**The exercise**
Repeat exactly the stretch of lines that starts with the one containing "Task: spot one point per instance of the grave marker." and ends with the last line of the material. Leave out pictures.

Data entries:
• • •

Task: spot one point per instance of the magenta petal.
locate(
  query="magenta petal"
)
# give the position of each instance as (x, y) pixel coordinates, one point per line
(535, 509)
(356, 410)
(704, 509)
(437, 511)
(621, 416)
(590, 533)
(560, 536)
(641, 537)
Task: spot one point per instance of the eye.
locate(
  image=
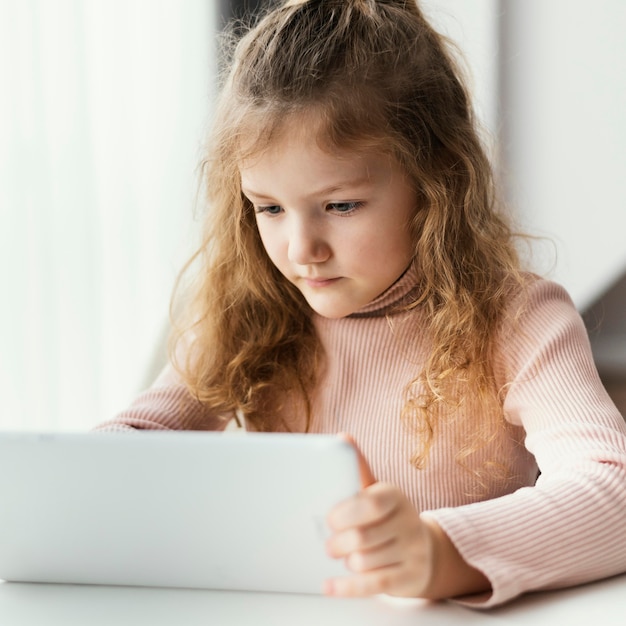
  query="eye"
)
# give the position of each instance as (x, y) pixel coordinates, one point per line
(344, 207)
(272, 209)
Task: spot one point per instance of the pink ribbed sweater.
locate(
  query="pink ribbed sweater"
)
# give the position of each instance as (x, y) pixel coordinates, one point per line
(568, 528)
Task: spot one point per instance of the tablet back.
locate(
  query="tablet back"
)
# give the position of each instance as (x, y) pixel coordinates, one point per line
(179, 509)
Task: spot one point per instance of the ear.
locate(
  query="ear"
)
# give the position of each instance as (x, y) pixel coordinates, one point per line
(367, 478)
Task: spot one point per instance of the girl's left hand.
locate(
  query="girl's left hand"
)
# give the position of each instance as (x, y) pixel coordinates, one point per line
(383, 541)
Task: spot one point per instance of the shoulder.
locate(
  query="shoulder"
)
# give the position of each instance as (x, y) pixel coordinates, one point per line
(540, 323)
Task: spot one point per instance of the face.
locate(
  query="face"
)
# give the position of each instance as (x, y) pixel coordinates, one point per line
(335, 225)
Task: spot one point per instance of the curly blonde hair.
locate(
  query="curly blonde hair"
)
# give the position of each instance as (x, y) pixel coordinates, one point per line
(380, 78)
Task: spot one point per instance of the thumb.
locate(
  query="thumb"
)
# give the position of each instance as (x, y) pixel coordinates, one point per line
(367, 478)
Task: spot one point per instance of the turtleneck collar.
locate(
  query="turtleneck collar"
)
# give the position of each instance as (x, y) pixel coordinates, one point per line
(393, 297)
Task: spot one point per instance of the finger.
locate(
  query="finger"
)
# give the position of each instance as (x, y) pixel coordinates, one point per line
(359, 539)
(370, 506)
(367, 477)
(384, 580)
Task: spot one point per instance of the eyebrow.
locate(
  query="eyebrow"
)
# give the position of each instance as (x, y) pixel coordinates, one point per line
(356, 182)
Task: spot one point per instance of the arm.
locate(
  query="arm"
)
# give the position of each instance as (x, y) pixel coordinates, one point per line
(569, 528)
(166, 405)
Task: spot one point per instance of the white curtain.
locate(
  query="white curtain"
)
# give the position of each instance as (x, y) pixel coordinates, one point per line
(102, 111)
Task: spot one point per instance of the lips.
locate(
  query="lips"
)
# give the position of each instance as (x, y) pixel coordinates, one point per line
(319, 282)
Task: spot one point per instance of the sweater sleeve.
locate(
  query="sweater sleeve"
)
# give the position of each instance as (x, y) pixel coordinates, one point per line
(166, 405)
(569, 528)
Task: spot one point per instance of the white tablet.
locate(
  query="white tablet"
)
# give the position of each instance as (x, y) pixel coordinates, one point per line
(173, 509)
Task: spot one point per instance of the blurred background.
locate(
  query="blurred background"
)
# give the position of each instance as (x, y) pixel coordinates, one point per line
(104, 106)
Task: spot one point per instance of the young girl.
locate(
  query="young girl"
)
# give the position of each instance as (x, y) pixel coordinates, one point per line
(356, 276)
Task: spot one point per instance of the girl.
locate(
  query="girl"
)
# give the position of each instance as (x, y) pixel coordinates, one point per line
(355, 275)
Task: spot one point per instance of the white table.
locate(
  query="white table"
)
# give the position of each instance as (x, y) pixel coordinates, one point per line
(24, 604)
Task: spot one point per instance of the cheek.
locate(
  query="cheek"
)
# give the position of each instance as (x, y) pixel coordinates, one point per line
(270, 241)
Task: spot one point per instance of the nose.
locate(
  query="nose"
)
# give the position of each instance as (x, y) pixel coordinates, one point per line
(307, 242)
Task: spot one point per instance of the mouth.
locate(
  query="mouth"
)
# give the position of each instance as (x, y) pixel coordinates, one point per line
(318, 283)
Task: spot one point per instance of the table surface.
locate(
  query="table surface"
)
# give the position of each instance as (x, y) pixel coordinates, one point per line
(29, 604)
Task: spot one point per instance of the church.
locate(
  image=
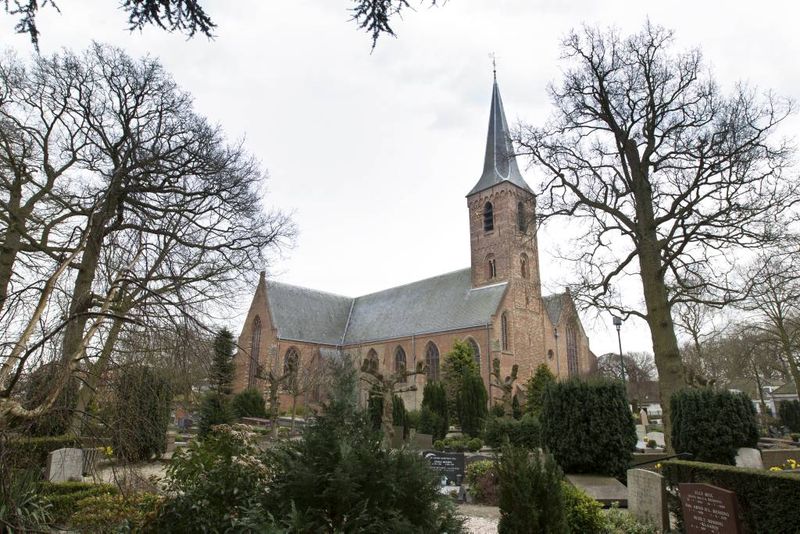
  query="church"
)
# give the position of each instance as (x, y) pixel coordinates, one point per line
(496, 304)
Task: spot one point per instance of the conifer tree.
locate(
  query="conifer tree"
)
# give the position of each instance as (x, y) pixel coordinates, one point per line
(222, 369)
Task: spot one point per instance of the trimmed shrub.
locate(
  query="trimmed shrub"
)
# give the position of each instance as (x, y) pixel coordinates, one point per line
(587, 426)
(789, 414)
(531, 499)
(484, 485)
(712, 425)
(433, 418)
(768, 501)
(214, 410)
(584, 514)
(141, 414)
(114, 513)
(523, 433)
(535, 387)
(471, 404)
(249, 403)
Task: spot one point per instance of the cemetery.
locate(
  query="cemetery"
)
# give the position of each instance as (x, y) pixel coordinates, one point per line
(158, 375)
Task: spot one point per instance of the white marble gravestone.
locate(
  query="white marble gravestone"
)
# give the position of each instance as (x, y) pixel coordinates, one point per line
(64, 465)
(747, 457)
(647, 498)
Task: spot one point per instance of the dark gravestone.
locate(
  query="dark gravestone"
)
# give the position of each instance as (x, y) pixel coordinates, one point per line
(448, 464)
(709, 510)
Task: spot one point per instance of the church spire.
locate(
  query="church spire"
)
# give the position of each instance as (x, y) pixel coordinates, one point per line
(499, 164)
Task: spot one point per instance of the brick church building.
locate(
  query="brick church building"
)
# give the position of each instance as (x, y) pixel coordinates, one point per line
(495, 304)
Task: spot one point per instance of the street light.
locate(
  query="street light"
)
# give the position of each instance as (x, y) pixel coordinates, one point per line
(618, 324)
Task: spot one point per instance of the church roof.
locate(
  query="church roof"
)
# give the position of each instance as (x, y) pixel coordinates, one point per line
(442, 303)
(499, 164)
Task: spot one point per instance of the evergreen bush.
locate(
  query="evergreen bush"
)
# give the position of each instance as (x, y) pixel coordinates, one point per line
(249, 403)
(789, 413)
(531, 498)
(535, 388)
(587, 426)
(433, 416)
(214, 410)
(141, 414)
(712, 425)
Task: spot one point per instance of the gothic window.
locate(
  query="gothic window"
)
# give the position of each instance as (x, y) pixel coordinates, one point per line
(491, 267)
(488, 217)
(522, 218)
(572, 349)
(504, 331)
(476, 351)
(372, 358)
(432, 361)
(255, 346)
(400, 361)
(291, 361)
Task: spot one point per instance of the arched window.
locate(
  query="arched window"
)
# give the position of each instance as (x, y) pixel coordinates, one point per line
(255, 347)
(504, 331)
(491, 267)
(522, 218)
(432, 361)
(372, 358)
(476, 351)
(488, 217)
(400, 361)
(572, 349)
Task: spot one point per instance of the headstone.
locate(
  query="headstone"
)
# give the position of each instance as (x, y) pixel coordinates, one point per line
(647, 498)
(747, 457)
(64, 465)
(447, 464)
(421, 442)
(605, 490)
(709, 510)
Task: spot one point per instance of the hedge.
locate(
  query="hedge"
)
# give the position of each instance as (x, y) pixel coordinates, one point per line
(712, 425)
(768, 501)
(26, 453)
(588, 427)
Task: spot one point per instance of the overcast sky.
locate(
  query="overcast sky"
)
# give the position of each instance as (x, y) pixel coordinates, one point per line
(373, 152)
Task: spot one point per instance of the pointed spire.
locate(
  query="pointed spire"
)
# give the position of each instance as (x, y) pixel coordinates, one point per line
(499, 164)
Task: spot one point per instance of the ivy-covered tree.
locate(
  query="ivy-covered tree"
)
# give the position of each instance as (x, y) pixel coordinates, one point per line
(222, 368)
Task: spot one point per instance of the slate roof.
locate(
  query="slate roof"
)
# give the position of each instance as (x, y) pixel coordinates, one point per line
(499, 164)
(442, 303)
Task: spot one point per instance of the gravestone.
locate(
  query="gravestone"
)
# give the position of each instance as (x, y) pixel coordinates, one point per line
(447, 464)
(64, 465)
(747, 457)
(421, 442)
(708, 509)
(647, 498)
(605, 490)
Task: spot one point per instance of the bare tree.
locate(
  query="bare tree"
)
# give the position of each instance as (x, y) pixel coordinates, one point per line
(669, 177)
(158, 216)
(639, 366)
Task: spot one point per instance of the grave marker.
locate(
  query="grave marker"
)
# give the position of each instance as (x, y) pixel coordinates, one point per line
(647, 498)
(64, 465)
(708, 509)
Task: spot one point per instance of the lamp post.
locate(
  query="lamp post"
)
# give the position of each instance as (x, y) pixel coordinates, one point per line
(618, 324)
(558, 364)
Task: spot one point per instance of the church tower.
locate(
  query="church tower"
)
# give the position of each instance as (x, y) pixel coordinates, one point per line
(501, 217)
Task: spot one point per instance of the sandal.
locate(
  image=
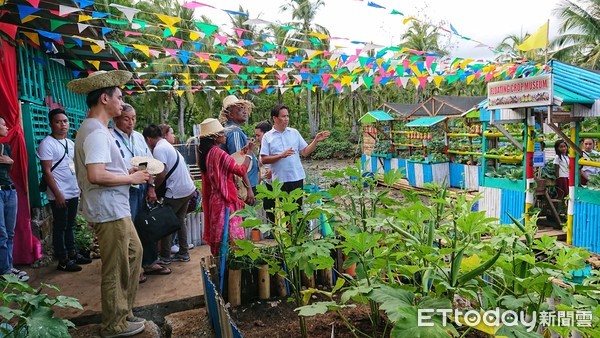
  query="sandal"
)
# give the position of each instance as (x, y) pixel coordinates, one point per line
(157, 269)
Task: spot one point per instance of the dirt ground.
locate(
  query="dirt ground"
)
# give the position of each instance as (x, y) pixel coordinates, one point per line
(276, 318)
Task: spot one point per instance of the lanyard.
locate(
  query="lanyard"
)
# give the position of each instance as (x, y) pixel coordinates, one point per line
(124, 143)
(66, 145)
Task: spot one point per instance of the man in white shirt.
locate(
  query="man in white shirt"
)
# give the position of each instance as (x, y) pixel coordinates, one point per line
(282, 146)
(56, 153)
(180, 189)
(104, 180)
(131, 144)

• • •

**Solution**
Task: spot one point per instance of the grave marker.
locate(
  query="grave marker"
)
# give the position of each instance as (x, y) pixel coordinates, one point per line
(647, 498)
(64, 465)
(708, 509)
Task: spot one point per instance of the lamp post.
locate(
  query="lamp post"
)
# give the position of each instance as (x, y) pixel coordinates, one point per line
(618, 324)
(558, 364)
Task: spot one point per instance of the church tower.
locate(
  query="church tower"
)
# give the position of each instance as (x, y) pixel coordinates, one point per line
(501, 217)
Task: spot one point per instance of the sandal.
locate(
  image=
  query="sandal"
)
# give the position of each instance as (x, y) pixel coordinates, one point per line
(157, 269)
Task: spot one point per instance of the dirt ground.
locate(
  query="dirt ground"
)
# give the position of each instance as (x, y) pixel coordinates, one point per line
(276, 318)
Task: spot one point per instance of the lanyard.
locate(
  query="lanyard"
)
# give the position of each instance as (x, y) pixel coordinates, one point per line
(124, 143)
(66, 145)
Task: spot one point per instance of the man in white shirt.
locate(
  query="man in white shirt"
)
# give the position of each instance as (x, y) pixel coordinates, one point per line
(282, 146)
(56, 153)
(180, 189)
(104, 180)
(131, 144)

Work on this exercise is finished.